Gegen diesen Bescheid richtet sich die vorliegende Beschwerde, mit der die kostenpflichtige Aufhebung des angefochtenen Bescheides wegen Rechtswidrigkeit seines Inhaltes und Rechtswidrigkeit infolge Verletzung von Verfahrensvorschriften begehrt wird.

Die belangte Behörde beantragt in ihrer Gegenschrift unter Vorlage der Akten des Verwaltungsverfahrens die kostenpflichtige Abweisung der Beschwerde.

◇ ◇ ◇

◆ Aufgabe ◆
Schreiben Sie den Textauszug über das Beschwerdeverfahren im Anschluss an seinen letzten Satz weiter.

◇ ◇ ◇

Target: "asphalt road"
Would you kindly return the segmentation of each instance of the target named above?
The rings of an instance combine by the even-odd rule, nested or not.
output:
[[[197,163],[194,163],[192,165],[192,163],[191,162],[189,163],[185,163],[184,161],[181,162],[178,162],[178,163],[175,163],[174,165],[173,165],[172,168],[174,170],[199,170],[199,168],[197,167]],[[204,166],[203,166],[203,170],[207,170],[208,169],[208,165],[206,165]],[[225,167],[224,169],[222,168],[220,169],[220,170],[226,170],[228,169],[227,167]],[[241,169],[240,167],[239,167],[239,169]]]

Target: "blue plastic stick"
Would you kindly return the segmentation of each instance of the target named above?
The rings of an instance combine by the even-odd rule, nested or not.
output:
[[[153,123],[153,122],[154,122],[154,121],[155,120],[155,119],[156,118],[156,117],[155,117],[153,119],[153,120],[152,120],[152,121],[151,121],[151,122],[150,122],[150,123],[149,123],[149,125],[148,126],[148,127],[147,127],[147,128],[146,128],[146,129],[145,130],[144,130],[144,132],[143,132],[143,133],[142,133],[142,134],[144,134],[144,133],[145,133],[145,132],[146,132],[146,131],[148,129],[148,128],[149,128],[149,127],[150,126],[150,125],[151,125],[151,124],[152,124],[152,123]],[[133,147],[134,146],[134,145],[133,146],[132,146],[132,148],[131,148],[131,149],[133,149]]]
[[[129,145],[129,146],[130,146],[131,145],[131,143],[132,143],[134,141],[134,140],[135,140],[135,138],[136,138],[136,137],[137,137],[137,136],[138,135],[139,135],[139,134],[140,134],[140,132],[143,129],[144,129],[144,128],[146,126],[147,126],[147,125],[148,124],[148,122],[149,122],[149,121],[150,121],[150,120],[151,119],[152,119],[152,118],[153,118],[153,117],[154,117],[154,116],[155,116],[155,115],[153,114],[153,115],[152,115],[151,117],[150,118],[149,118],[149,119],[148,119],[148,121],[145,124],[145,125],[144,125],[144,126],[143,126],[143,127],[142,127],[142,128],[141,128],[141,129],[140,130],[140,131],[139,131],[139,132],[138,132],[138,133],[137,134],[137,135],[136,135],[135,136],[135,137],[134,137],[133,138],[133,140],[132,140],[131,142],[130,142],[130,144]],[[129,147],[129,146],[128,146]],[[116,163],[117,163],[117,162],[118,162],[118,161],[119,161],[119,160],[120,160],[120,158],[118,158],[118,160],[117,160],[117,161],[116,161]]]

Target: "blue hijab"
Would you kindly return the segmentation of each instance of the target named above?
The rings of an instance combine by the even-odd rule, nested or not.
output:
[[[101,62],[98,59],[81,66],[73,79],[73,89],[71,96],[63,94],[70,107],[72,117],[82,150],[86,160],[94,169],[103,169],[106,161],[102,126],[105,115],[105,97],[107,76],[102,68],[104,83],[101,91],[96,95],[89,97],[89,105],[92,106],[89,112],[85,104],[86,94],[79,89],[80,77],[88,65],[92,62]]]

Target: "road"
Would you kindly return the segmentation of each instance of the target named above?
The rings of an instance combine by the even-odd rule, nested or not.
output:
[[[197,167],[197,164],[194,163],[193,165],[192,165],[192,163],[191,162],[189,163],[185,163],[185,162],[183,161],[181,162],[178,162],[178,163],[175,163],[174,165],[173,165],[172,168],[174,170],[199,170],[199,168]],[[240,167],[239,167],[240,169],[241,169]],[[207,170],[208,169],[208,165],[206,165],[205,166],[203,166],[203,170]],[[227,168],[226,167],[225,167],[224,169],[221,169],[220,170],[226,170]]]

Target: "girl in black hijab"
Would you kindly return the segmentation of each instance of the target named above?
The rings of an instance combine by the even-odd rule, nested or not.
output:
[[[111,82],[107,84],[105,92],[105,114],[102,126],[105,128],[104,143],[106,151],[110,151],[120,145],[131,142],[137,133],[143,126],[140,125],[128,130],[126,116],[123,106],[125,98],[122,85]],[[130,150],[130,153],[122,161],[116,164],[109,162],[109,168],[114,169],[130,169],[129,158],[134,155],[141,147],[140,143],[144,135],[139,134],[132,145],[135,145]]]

◇ ◇ ◇

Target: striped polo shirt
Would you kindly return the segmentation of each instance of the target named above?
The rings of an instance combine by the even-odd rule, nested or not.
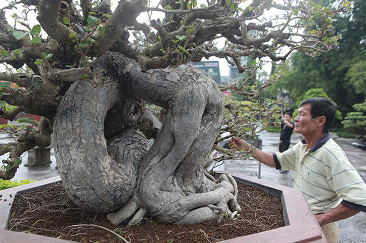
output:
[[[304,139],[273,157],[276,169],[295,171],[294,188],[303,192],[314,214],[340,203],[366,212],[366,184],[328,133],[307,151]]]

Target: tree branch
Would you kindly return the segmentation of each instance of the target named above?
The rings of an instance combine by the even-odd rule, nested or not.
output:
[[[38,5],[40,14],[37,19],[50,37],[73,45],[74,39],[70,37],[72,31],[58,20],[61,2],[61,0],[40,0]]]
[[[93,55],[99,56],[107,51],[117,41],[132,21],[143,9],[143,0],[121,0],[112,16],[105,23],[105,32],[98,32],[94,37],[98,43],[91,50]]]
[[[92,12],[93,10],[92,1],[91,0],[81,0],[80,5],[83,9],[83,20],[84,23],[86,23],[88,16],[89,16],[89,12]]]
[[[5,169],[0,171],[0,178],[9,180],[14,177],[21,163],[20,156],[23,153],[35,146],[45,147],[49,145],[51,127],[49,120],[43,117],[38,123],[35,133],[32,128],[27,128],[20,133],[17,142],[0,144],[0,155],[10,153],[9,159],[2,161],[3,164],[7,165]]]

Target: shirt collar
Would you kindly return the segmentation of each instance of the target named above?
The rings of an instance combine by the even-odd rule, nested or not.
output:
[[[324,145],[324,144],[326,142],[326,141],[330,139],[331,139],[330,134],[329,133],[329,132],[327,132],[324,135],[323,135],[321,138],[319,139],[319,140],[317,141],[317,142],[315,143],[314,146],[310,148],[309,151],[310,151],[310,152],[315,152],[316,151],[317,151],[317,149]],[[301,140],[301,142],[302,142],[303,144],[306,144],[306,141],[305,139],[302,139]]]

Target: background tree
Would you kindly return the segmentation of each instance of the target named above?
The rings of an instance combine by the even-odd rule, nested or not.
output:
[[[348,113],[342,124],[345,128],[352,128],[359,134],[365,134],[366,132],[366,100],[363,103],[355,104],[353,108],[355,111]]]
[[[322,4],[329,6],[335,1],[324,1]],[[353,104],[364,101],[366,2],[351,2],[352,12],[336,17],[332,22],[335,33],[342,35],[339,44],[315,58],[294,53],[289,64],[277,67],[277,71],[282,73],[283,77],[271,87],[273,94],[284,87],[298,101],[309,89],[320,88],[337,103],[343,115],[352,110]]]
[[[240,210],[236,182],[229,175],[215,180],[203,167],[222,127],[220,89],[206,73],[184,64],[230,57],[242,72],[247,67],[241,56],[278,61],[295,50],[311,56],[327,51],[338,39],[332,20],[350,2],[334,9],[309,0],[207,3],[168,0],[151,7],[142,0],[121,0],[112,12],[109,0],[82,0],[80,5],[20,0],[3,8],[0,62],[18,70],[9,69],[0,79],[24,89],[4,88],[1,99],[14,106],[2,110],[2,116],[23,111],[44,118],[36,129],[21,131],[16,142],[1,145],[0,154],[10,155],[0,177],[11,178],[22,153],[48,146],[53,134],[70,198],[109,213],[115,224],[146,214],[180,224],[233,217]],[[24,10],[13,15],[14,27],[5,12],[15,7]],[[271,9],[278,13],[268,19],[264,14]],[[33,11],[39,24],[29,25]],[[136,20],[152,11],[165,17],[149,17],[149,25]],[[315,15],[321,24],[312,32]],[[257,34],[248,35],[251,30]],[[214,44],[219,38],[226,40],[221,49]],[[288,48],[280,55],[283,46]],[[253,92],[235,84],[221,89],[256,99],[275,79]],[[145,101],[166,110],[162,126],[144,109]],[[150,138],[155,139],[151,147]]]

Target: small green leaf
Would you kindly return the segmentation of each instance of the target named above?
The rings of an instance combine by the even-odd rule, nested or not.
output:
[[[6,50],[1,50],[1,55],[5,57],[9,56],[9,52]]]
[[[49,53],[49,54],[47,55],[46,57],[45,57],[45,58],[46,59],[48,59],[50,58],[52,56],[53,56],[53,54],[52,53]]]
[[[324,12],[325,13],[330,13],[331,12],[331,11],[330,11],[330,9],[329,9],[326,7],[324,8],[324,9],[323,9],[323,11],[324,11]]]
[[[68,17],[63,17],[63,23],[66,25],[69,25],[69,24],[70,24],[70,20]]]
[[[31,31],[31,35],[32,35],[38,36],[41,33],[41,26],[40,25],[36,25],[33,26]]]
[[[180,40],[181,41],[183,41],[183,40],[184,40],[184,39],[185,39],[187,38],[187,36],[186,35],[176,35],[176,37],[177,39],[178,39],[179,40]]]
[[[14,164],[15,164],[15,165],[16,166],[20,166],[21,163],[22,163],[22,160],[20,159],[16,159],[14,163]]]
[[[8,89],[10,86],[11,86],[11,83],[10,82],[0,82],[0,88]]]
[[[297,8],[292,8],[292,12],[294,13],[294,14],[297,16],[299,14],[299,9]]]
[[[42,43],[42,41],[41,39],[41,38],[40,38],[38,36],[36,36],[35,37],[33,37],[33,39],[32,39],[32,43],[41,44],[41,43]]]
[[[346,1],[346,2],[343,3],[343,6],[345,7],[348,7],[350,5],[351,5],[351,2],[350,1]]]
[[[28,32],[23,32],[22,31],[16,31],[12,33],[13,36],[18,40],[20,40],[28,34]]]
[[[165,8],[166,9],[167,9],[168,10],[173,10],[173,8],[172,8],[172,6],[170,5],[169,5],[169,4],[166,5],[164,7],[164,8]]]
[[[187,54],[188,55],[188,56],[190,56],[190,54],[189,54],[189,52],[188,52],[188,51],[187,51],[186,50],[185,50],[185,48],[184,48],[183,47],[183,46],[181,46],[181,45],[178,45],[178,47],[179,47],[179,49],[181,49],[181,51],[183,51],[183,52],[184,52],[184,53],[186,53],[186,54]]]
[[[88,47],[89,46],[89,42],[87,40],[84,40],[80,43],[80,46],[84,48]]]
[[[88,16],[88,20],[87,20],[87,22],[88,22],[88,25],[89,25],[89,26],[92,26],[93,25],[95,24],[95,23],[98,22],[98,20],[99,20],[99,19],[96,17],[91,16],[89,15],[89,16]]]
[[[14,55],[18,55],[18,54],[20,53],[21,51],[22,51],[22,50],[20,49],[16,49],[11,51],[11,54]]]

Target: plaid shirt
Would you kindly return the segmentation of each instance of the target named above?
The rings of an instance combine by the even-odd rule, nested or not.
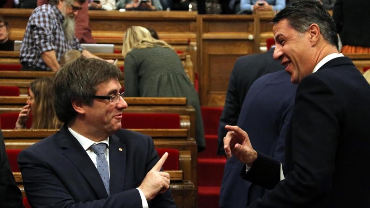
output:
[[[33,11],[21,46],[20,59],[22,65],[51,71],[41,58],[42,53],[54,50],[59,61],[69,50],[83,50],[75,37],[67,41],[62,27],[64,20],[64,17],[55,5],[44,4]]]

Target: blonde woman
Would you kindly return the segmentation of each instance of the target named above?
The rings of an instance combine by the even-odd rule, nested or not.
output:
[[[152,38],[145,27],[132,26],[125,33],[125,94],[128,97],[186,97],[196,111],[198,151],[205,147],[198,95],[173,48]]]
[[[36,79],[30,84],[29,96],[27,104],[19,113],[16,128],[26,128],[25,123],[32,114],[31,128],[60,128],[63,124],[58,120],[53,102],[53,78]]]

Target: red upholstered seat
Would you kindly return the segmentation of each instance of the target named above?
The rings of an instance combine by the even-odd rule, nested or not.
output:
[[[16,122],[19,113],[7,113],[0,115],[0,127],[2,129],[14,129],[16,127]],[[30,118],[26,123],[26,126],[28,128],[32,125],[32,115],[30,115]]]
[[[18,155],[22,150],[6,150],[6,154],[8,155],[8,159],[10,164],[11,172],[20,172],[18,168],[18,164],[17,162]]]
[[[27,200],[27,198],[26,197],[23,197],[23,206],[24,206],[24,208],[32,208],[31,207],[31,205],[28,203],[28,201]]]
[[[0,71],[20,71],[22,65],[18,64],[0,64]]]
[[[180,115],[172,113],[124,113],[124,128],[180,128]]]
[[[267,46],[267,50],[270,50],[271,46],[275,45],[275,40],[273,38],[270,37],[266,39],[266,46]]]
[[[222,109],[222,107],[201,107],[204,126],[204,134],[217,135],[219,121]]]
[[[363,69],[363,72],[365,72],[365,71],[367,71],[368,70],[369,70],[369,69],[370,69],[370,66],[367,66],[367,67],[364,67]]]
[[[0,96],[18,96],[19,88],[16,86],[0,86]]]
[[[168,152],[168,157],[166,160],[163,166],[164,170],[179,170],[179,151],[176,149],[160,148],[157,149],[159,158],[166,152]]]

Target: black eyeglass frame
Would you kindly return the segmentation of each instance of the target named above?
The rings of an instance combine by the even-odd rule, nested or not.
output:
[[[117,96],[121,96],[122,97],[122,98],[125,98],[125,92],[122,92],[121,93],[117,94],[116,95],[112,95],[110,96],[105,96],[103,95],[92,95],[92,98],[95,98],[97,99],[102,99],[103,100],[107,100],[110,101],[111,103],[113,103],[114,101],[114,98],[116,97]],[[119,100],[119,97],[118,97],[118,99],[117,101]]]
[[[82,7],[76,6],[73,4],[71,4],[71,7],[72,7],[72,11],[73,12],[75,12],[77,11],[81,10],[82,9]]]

◇ ◇ ◇

◆ Ergebnis ◆
Der Verwaltungsgerichtshof hat erwogen:

Der Beschwerdeführer sieht sich durch den angefochtenen Bescheid in seinem Recht darauf verletzt, dass ihm gegenüber ohne Vorliegen der gesetzlichen Voraussetzungen für die Erlassung eines Feststellungsbescheides sowie ohne Vorliegen der materiellrechtlichen Erfordernisse nach § 13 Abs. 3 Gehaltsgesetz 1956 in Verbindung mit § 51 Beamten-Dienstrechtsgesetz 1979 nicht festgestellt werde, er wäre zu einem bestimmten Zeitraum ungerechtfertigt vom Dienst abwesend gewesen und es hätte für diesen Zeitraum der Entfall der Bezüge einzutreten, durch unrichtige Anwendung der zitierten Bestimmungen, sowie der Vorschriften über die Sachverhaltsermittlung, das Parteiengehör und die Bescheidbegründung verletzt.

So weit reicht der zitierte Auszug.